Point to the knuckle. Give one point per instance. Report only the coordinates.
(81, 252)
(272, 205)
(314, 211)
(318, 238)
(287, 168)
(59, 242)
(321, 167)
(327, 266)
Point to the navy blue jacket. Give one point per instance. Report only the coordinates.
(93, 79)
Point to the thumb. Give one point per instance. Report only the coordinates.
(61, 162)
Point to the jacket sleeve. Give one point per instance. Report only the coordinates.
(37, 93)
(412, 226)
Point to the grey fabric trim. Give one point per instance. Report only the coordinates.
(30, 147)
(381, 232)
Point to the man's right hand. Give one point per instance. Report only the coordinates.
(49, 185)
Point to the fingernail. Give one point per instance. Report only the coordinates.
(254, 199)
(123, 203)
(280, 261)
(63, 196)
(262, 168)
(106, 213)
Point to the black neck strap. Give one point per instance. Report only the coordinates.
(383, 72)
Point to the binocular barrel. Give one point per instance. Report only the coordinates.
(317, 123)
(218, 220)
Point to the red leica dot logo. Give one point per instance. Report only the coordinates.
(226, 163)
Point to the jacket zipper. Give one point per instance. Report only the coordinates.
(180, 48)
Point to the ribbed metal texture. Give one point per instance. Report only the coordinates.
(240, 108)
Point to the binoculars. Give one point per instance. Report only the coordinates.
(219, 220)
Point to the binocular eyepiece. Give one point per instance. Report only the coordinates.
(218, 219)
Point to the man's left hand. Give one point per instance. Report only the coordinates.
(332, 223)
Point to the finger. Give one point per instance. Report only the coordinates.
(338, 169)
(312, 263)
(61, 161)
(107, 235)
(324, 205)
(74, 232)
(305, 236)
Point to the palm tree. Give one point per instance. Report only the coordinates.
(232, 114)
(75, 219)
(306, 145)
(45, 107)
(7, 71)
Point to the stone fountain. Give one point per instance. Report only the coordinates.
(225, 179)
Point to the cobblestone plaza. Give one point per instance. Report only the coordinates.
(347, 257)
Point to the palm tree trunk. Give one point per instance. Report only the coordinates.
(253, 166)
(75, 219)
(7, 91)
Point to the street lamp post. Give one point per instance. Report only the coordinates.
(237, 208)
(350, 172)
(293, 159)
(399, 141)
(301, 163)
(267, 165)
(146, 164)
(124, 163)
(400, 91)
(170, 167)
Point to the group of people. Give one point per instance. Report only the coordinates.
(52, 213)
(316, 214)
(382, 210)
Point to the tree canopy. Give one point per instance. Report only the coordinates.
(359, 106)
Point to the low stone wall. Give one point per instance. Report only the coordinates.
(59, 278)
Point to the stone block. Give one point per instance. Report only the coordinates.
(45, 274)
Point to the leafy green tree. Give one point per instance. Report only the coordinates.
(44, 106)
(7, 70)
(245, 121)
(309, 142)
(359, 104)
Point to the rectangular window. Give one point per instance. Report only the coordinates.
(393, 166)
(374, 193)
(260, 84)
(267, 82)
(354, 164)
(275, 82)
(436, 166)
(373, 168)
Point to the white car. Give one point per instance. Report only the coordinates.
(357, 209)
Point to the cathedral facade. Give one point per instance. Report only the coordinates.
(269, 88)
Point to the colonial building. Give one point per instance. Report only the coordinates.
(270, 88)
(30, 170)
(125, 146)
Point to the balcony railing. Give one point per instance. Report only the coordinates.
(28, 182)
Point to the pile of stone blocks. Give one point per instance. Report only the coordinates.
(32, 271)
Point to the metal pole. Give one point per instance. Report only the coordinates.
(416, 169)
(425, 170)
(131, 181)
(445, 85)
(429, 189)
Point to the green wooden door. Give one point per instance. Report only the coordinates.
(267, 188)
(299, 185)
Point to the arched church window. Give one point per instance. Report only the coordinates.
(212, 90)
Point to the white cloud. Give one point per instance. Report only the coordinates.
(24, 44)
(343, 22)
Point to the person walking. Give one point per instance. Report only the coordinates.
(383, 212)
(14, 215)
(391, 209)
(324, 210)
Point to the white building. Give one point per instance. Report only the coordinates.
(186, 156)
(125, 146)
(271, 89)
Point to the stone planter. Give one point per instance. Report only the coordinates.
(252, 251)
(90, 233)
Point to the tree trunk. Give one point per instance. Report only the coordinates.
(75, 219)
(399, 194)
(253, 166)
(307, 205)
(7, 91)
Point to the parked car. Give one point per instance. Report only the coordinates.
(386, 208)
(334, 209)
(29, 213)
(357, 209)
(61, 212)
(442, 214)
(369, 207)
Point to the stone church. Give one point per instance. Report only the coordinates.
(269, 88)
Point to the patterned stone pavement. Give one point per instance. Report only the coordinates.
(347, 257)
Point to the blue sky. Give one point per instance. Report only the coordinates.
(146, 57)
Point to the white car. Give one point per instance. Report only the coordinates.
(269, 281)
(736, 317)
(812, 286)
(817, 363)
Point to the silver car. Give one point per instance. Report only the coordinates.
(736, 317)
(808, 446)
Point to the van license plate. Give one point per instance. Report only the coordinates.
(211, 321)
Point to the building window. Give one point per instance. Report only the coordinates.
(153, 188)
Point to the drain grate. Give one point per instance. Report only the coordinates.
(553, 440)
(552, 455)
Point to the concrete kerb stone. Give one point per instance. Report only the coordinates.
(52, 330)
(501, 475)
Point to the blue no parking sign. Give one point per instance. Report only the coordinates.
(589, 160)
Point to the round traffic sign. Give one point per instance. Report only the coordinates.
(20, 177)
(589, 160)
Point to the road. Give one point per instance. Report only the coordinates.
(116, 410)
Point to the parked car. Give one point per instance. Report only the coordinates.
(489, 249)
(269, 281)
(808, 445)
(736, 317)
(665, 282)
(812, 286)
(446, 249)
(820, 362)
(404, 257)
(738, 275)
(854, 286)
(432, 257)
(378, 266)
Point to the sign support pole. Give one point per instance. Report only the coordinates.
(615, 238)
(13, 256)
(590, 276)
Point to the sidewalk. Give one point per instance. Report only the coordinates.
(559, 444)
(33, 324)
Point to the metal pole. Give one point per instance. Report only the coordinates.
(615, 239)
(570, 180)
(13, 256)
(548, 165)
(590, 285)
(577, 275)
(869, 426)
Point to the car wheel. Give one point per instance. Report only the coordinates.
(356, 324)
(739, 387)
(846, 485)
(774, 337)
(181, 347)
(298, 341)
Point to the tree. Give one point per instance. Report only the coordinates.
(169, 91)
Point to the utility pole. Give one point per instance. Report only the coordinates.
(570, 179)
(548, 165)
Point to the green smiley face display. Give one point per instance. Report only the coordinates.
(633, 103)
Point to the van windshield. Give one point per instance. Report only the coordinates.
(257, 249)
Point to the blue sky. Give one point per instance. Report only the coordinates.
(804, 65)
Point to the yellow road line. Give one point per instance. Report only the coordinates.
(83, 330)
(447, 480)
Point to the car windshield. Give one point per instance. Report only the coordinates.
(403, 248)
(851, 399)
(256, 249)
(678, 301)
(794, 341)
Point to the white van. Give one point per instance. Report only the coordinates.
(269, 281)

________________

Everything from the line containing "Point to the car wheel." to the end of the data above should be quoted exactly, please, both ends included, and nothing outside that span.

Point to the car wheel. Give one point per instance. Report only the coordinates.
(356, 324)
(739, 387)
(846, 485)
(774, 337)
(181, 347)
(298, 341)
Point to the tree. Give one point per instance. Report only the coordinates.
(169, 91)
Point to the utility pole. Give one point per instance. Report only the coordinates.
(570, 179)
(548, 165)
Point to the green smiley face display. Give one point per instance. Report only the coordinates.
(633, 103)
Point to the van windshield. Give one point per instance. Report only the coordinates.
(257, 249)
Point to the blue sky. Give one point per instance. Report only the coordinates.
(804, 65)
Point to the yellow road line. Give one point per instance. Report only the coordinates.
(83, 330)
(447, 480)
Point to the car windshield. Give one point per instance. Report only the coordinates.
(403, 248)
(851, 399)
(256, 249)
(678, 301)
(794, 341)
Point to the white van. Give one point per instance. Report only the coordinates.
(269, 281)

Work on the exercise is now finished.